▶ _WHAT YOU WILL DO_
From the text about dancing below, pull out the passage word for word, starting at "The barre beneath" and ending at "and belly dance.".

▶ _EXTRACT PROVIDED_
- - -
I glide my toe across the polished wooden floor, a deceptively delicate slipper swaddling my foot. The hard leather sole, concealed by the soft pink leather, also houses the densely packed lamb’s wool stuffed into the toe to support my weight as I rise on my toes. I flow through my warm-up to soft music, watching my form in the mirror that takes up an entire wall of the studio.
The barre beneath my hand empowers me, and I take its energy with me as I move into the centre of the room, drawing an invisible string of pearls across the floor. When the crescendo hits, I leap and spin, reveling in the power and strength of my own body.
I’ve always been a dancer. My father says when I was 3 years old, I climbed onto an outdoor stage and twirled. After that, I attended Saturday morning art class, which combined ballet, tap, and theatre. The stage and the dance studio became my second home. I danced through my childhood, my teens, and into adulthood. Ballet was my first love, but throughout the years, I learned tap, jazz, East Coast swing and belly dance.
I trained and performed with a professional dance company, learning stylish Latin dances like Salsa, Bachata, Flamenco, and the Samba. I loved the costumes and how I moved in them, the glamour, and most of all, the music. I basked in my strength and flexibility, enjoying how I could manipulate my body — my long sinewy limbs told everyone I was a dancer — and then one day, my body changed the way I moved.
- - -
▶ _DATASET RECORDS_

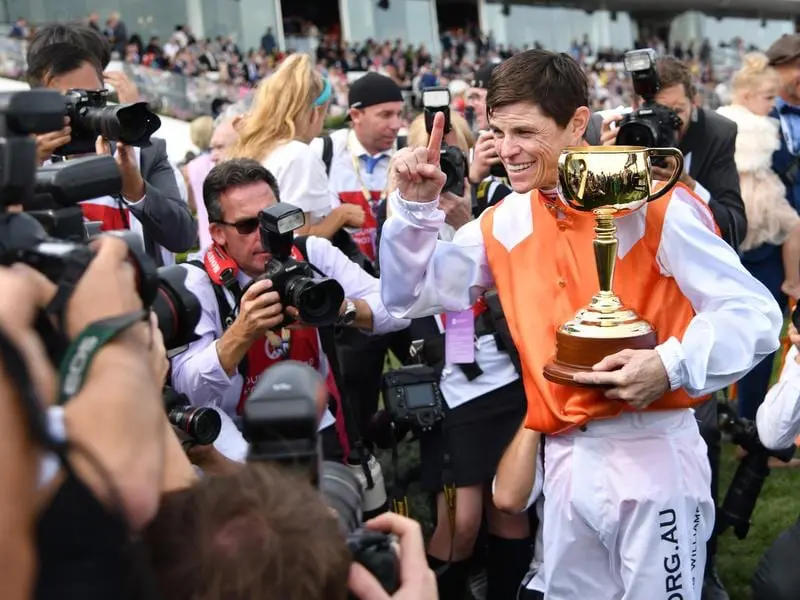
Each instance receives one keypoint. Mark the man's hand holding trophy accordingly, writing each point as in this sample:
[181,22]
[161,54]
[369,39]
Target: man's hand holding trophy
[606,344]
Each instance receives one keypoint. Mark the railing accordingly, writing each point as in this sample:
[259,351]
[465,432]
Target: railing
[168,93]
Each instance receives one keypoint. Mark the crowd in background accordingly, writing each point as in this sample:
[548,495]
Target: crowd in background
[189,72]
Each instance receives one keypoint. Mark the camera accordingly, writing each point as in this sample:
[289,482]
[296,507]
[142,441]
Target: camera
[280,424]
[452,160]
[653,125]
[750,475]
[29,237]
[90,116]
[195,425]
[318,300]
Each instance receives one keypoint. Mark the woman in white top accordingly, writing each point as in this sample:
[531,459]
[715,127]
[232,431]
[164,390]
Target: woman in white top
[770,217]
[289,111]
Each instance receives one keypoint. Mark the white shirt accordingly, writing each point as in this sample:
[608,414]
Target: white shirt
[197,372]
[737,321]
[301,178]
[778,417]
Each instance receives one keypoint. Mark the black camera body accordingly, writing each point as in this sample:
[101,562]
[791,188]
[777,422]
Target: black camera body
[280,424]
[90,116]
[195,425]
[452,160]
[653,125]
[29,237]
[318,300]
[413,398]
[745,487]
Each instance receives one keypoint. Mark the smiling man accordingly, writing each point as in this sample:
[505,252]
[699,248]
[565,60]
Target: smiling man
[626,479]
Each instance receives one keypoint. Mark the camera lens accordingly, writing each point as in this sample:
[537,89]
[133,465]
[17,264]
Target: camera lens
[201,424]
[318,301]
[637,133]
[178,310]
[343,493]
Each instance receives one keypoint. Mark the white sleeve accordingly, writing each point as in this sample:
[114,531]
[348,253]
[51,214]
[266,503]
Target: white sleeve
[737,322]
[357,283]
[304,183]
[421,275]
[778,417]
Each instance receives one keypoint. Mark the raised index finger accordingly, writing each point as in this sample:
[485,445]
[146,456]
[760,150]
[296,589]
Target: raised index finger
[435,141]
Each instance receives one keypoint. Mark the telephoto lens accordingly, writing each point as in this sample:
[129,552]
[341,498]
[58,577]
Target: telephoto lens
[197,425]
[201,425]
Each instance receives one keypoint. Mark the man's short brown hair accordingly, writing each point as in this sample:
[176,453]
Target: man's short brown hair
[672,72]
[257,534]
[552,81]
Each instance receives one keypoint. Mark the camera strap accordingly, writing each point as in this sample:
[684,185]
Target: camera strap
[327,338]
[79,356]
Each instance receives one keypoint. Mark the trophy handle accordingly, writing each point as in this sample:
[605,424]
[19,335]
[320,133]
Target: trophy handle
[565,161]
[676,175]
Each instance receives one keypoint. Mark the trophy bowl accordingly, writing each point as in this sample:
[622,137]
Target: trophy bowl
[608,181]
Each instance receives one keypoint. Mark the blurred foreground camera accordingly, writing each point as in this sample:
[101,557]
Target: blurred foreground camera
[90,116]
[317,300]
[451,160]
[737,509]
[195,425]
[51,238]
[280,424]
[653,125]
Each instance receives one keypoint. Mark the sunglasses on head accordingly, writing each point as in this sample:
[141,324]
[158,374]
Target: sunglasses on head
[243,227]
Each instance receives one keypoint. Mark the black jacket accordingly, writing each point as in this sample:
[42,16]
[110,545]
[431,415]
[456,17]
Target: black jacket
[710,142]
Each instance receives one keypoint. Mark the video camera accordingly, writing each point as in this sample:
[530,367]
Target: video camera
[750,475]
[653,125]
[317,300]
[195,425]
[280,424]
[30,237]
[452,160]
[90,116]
- - -
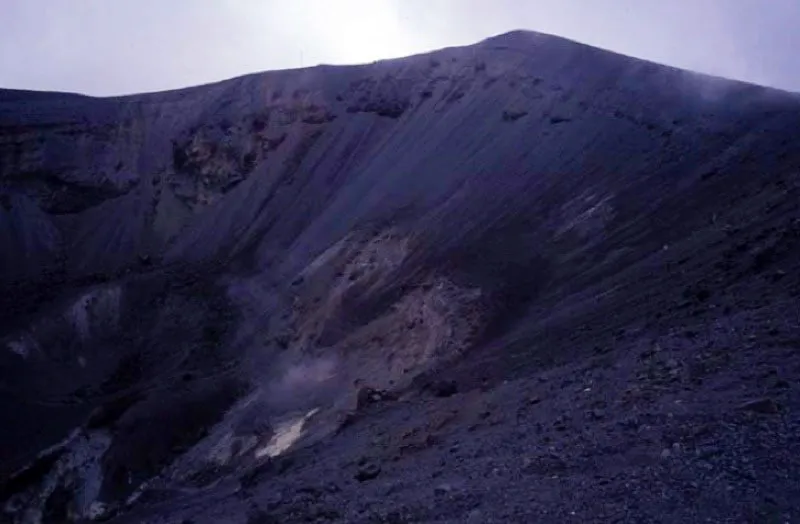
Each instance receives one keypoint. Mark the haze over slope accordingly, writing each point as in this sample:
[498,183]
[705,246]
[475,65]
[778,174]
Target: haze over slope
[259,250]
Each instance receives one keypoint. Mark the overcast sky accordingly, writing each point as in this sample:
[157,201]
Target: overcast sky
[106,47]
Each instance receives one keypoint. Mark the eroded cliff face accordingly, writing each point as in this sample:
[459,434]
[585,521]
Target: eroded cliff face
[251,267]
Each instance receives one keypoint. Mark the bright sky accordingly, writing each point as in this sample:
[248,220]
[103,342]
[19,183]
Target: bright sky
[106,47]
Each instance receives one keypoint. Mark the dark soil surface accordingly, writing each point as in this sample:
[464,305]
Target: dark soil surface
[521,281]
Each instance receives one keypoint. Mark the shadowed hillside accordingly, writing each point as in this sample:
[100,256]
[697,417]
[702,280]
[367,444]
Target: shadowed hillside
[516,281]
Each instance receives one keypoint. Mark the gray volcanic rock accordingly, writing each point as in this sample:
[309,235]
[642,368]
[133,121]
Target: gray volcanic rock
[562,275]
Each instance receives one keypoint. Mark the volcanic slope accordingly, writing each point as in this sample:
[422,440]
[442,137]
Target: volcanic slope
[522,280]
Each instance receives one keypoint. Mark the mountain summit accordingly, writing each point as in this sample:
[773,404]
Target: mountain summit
- - -
▶ _REPLY_
The barre beneath my hand empowers me, and I take its energy with me as I move into the centre of the room, drawing an invisible string of pearls across the floor. When the crescendo hits, I leap and spin, reveling in the power and strength of my own body.
I’ve always been a dancer. My father says when I was 3 years old, I climbed onto an outdoor stage and twirled. After that, I attended Saturday morning art class, which combined ballet, tap, and theatre. The stage and the dance studio became my second home. I danced through my childhood, my teens, and into adulthood. Ballet was my first love, but throughout the years, I learned tap, jazz, East Coast swing and belly dance.